Actions to take:
A: According to the article on the South Carolina school mask-mandate lawsuit, which two federal laws does the suit say the ban violates?
B: Write the next part of the article about the ACLU's lawsuit over South Carolina's ban on school mask mandates, picking up after its final sentence.

Source extract:
+++
The American Civil Liberties Union is suing South Carolina over a ban on mask mandates in schools.

Earlier this summer, the South Carolina state legislature passed a budget bill with conditions prohibiting school districts from using government funds to “require that its students and/or employees wear a face mask at any of its education facilities.” Scientific studies are clear that COVID-19 transmission among children is much lower than among adults but that hasn’t stopped the Biden administration, the CDC, teachers’ unions, and now the ACLU from pushing for students and vaccinated teachers to mask up this fall.

The leftist activist group, which represents several parents of children with disabilities and other groups, is targeting Republican Gov. Henry McMaster, his administration, and certain school districts for prohibiting face-covering requirements because they say the rule “effectively exclude[s] these students with disabilities from participation in the public education system, in violation of the [Americans with Disabilities Act and the Rehabilitation Act].”
+++
Record excerpts:
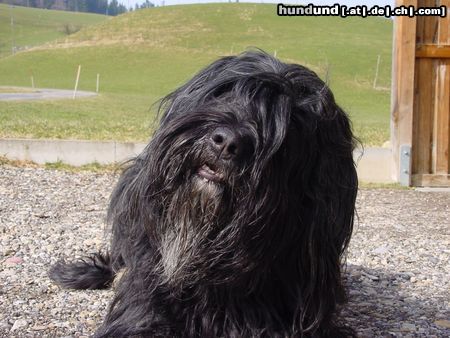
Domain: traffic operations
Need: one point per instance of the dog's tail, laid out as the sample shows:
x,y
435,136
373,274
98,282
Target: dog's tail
x,y
94,272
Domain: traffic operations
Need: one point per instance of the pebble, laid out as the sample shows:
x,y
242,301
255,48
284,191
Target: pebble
x,y
19,324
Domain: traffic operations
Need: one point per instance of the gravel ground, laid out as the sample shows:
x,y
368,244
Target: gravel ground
x,y
398,271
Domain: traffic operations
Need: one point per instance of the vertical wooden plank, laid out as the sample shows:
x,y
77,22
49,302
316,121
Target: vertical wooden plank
x,y
423,114
403,82
441,135
441,130
427,26
423,117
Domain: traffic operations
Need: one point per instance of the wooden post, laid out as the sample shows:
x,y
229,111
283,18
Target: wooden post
x,y
402,93
76,82
376,72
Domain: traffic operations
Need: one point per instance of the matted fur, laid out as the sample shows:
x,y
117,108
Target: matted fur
x,y
234,219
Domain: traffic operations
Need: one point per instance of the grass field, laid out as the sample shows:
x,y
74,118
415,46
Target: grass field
x,y
22,27
143,55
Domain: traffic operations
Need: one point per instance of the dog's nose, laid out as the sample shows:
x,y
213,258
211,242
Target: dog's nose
x,y
227,143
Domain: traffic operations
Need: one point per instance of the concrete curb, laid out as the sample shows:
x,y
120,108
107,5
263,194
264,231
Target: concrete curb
x,y
373,166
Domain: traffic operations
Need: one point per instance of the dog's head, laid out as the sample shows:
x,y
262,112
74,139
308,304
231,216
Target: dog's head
x,y
251,166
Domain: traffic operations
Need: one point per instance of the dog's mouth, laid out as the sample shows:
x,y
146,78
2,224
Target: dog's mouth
x,y
209,173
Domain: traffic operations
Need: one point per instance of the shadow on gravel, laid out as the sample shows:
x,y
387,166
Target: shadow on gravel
x,y
390,305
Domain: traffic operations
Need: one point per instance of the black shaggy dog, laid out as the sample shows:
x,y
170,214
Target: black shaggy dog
x,y
234,219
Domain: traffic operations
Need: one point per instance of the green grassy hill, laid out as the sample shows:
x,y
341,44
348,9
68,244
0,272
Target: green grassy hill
x,y
143,55
33,26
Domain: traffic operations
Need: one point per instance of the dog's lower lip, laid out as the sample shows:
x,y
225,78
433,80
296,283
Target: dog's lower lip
x,y
207,173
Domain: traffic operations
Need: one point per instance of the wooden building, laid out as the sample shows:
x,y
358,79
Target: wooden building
x,y
420,110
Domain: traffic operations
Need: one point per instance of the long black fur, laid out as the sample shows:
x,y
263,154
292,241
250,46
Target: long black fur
x,y
252,247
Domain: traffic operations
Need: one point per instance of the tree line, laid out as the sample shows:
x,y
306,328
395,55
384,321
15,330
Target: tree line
x,y
107,7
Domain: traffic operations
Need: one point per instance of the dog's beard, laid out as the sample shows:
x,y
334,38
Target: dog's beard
x,y
194,215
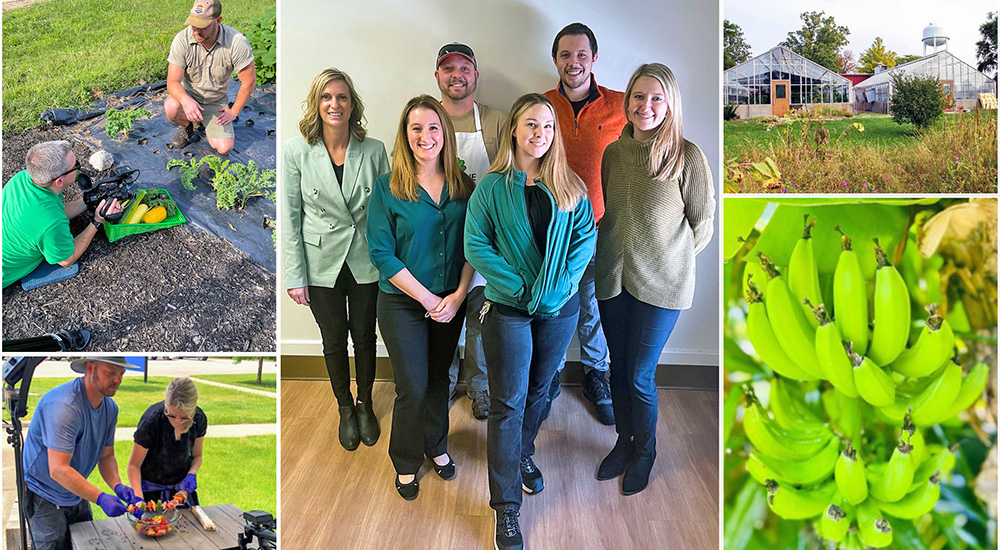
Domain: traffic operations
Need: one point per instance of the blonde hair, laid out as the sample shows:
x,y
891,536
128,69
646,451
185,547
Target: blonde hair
x,y
566,187
666,157
182,395
310,125
403,181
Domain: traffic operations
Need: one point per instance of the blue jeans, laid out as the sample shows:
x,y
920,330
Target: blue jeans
x,y
49,524
472,369
593,345
523,352
636,335
420,350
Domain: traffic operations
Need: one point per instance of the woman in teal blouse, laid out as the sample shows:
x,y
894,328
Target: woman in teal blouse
x,y
415,238
326,182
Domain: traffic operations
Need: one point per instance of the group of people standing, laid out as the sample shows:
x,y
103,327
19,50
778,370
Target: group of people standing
x,y
583,205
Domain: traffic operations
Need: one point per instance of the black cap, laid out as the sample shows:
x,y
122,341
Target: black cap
x,y
459,48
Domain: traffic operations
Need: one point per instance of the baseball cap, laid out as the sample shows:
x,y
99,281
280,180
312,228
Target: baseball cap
x,y
456,48
203,13
80,365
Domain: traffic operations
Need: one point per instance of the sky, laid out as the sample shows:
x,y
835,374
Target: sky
x,y
901,24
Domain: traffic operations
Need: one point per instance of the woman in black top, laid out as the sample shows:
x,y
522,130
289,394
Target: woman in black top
x,y
166,453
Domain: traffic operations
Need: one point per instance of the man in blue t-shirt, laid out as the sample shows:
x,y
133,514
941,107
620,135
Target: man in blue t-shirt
x,y
72,432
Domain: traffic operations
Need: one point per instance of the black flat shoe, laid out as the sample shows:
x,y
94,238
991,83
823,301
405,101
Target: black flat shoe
x,y
445,472
408,490
367,423
349,435
617,460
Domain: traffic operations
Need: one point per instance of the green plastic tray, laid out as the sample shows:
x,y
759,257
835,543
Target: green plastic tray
x,y
115,231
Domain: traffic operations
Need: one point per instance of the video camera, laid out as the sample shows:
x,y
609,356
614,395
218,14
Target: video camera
x,y
116,187
261,525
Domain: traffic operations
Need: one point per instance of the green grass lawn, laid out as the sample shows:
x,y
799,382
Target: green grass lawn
x,y
236,470
221,405
269,381
66,53
880,131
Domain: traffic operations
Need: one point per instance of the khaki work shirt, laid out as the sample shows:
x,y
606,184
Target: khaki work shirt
x,y
207,72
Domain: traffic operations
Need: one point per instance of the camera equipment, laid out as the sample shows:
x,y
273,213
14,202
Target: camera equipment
x,y
260,524
65,340
116,187
15,400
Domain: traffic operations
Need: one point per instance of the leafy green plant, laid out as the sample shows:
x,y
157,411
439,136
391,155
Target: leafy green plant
x,y
262,37
917,100
189,170
117,121
234,183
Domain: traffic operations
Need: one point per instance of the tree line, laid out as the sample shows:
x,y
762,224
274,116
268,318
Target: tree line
x,y
823,41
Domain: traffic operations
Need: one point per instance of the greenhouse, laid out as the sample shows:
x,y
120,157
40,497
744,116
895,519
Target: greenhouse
x,y
779,80
959,80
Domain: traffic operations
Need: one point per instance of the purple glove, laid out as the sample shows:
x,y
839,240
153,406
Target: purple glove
x,y
190,483
111,505
126,493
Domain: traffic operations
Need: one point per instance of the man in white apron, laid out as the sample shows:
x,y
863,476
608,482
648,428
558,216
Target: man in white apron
x,y
477,131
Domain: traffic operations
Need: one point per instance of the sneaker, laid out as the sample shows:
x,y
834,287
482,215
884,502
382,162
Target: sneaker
x,y
598,392
508,531
480,404
531,477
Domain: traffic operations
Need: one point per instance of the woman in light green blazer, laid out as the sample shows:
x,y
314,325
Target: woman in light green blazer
x,y
328,177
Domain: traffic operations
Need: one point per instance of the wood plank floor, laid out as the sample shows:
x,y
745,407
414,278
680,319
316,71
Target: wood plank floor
x,y
333,498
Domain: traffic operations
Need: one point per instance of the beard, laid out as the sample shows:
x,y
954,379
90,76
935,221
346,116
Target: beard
x,y
470,88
+++
Responses to the exercise:
A: The Americans with Disabilities Act and the Rehabilitation Act.

B:
“School districts with students who have disabilities, including underlying medical conditions, that make them more likely to contract and/or become severely ill from a COVID-19 infection have a legal obligation to ensure that those children can attend school with the knowledge that the school district has followed recommended protocols to ensure their safety,” the lawsuit states, citing the CDC’s anti-science universal masking protocols for children as young as two years old.